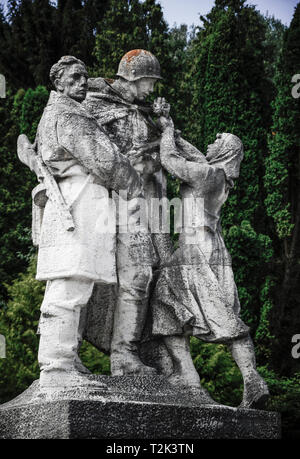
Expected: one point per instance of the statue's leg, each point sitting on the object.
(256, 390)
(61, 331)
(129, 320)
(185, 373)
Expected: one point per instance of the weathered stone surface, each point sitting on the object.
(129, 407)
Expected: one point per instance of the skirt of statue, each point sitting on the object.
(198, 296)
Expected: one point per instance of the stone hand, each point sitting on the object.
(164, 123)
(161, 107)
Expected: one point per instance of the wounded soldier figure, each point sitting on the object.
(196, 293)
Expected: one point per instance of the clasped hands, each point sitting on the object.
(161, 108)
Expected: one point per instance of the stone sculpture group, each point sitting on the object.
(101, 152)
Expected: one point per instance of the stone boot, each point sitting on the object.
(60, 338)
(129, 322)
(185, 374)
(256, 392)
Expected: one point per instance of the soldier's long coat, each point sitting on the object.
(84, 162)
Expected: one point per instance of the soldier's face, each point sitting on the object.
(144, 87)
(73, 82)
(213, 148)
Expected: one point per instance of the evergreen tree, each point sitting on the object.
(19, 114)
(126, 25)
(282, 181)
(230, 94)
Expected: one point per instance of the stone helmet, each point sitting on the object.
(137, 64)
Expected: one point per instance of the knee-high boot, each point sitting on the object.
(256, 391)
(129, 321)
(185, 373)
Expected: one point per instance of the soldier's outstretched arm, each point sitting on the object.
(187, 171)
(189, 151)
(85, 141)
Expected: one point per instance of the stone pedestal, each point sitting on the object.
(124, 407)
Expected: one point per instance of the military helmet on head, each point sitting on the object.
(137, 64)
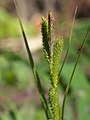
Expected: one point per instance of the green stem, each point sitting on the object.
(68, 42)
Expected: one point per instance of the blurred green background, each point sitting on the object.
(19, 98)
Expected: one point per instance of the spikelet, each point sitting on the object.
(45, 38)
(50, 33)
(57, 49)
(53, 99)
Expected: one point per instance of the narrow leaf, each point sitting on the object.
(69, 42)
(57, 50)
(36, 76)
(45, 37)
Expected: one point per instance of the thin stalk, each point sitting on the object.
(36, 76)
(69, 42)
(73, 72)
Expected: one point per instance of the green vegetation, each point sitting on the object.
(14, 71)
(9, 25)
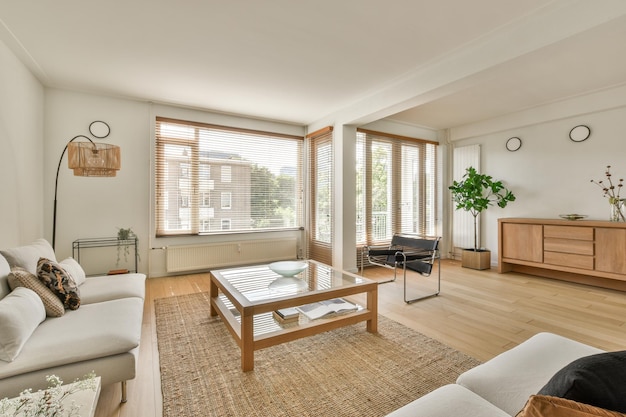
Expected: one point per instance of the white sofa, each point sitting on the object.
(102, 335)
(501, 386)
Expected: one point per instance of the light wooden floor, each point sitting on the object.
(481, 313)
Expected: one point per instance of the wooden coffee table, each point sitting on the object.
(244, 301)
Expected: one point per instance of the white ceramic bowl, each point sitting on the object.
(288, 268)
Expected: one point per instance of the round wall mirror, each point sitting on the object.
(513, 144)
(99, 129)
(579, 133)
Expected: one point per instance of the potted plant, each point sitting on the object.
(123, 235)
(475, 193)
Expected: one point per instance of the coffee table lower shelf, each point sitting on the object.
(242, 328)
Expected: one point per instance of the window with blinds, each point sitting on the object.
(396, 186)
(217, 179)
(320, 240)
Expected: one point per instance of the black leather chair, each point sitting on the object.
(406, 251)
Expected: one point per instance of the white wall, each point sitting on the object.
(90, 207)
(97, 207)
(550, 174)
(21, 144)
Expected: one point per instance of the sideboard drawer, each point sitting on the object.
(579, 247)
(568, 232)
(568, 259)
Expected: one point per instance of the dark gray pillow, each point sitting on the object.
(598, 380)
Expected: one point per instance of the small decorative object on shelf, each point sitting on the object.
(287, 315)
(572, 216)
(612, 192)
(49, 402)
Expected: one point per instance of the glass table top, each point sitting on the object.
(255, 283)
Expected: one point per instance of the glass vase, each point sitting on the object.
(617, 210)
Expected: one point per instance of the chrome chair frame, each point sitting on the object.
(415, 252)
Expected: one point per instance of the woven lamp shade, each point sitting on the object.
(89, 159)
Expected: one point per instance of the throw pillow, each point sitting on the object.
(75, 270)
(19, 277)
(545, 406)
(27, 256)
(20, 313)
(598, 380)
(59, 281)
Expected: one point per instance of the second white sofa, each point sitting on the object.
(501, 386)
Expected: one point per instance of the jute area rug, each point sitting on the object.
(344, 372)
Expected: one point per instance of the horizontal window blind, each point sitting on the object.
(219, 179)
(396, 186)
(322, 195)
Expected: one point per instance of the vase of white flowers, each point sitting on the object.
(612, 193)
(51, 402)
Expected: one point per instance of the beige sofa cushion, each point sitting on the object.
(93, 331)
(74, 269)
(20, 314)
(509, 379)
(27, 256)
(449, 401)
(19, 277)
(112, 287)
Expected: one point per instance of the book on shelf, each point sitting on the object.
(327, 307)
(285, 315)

────────

Problem to work on
Output the whole of the data, unchanged; keep the pictures out.

Problem solution
Expected: one point per instance of the statue's leg, each point sitting on the object.
(256, 390)
(61, 331)
(129, 320)
(185, 373)
Expected: one point per instance of the weathered stone surface, each point sitting on the object.
(129, 407)
Expected: one point per instance of the skirt of statue, each point sitting on the object.
(198, 296)
Expected: one point per instance of the stone hand, each point sitting on the object.
(164, 123)
(161, 107)
Expected: one point per instance of the wounded soldier figure, each point sitting on the object.
(196, 293)
Expected: one point per instance of the clasped hands, each point sitting on the object.
(161, 108)
Expected: one point per instance of the stone sculpture group, each point sitting on the object.
(101, 152)
Expected: one point per instance of the stone boot, each point sitting on the object.
(60, 338)
(129, 322)
(185, 374)
(256, 392)
Expected: one point per instance of the soldier's long coat, each point sitting on the object.
(84, 162)
Expected: one point per instance of the soldier's face, each point sitting on the object.
(144, 87)
(73, 82)
(213, 148)
Expected: one point per instance of the evergreen tree, each point sitting on the object.
(19, 114)
(126, 25)
(282, 181)
(230, 94)
Expected: one point per instance of the stone helmet, each point sitting on the object.
(137, 64)
Expected: one point per instance of the knee-high boot, each point sitting on the object.
(256, 391)
(129, 321)
(185, 373)
Expected: one point per instance of the soldier's outstretched arm, each point sitting on the object.
(187, 171)
(189, 151)
(85, 141)
Expected: one point per instance of the stone pedestal, each point sitting on the object.
(124, 407)
Expected: one point per instance of the military helmet on head, each point sitting on the object.
(137, 64)
Expected: one point per instance of the green stem, each point sitting on the object.
(68, 42)
Expected: one point per instance of the blurred green background, each point sitting on the object.
(19, 98)
Expected: one point per instance of the spikelet, each point sitting on the object.
(45, 38)
(50, 33)
(57, 49)
(53, 99)
Expected: one point per instance of the narrow leaf, each point sitting on the object.
(69, 42)
(57, 50)
(36, 76)
(45, 37)
Expected: one point per instance of the thin stalk, each point sitting on the object.
(36, 76)
(69, 42)
(73, 72)
Expected: one point per instance of the green vegetation, each point sitting on the object.
(14, 71)
(9, 25)
Expected: one point per instance of the white sofa, each point sitting on the object.
(102, 335)
(501, 386)
Expected: one point per instance of the light wooden floor, each point sitting on the object.
(481, 313)
Expected: one point per instance of the wooden coffee table, each point sitting on the object.
(244, 301)
Expected: one point per instance of the white ceramic bowl, each point sitting on the object.
(288, 268)
Expected: one point per instance of the round wall mirror, each point sitting on the object.
(513, 144)
(99, 129)
(579, 133)
Expected: one point per instance of the potted plant, each point sitting on the object.
(123, 235)
(475, 193)
Expected: one point per instance of the coffee table lower shelf, each point sitting on the object.
(242, 328)
Expected: one point per instance of the window with blinds, each point sitting on the object.
(396, 186)
(217, 179)
(320, 240)
Expected: one point per instance of the black leather chair, each point sitting on the object.
(406, 251)
Expected: one point per instance of the white wall, each point sitting on the object.
(90, 207)
(97, 207)
(550, 174)
(21, 144)
Expected: one point per instance of the sideboard drawer, each point sitting on the object.
(579, 247)
(568, 232)
(568, 259)
Expected: one point per instance of the dark gray pillow, each point sitting on the object.
(598, 380)
Expected: one point per instance of the small decorative object on shelf, each point sitting on the object.
(287, 315)
(572, 216)
(612, 192)
(49, 402)
Expected: one point per instance of the glass table top, each point sitting on the object.
(255, 283)
Expected: one point per instance of the glass vase, each point sitting on the object.
(617, 210)
Expected: one point per instance of the chrome chair frame, each point sitting on the object.
(415, 252)
Expected: one point per instance of the woven lamp shade, each point sitting on the object.
(89, 159)
Expected: one point per instance of the throw pillow, each point sitting on the object.
(75, 270)
(19, 277)
(545, 406)
(27, 256)
(20, 313)
(598, 380)
(59, 281)
Expected: one point per instance of the second white sofa, each point sitting on the object.
(501, 386)
Expected: one point per instance of the jute area rug, each point sitting on the object.
(344, 372)
Expected: one point per instance of the horizontal window blind, each point sitting on the object.
(219, 179)
(396, 186)
(322, 195)
Expected: one point per instance of the vase of white flowers, each point sitting on the object.
(612, 193)
(51, 402)
Expected: one point per instance of the beige sofa cushion, each point sitting on the object.
(93, 331)
(74, 269)
(20, 314)
(509, 379)
(27, 256)
(449, 401)
(19, 277)
(112, 287)
Expected: one point per instance of the book on shelf, each point sitting on the object.
(327, 307)
(285, 315)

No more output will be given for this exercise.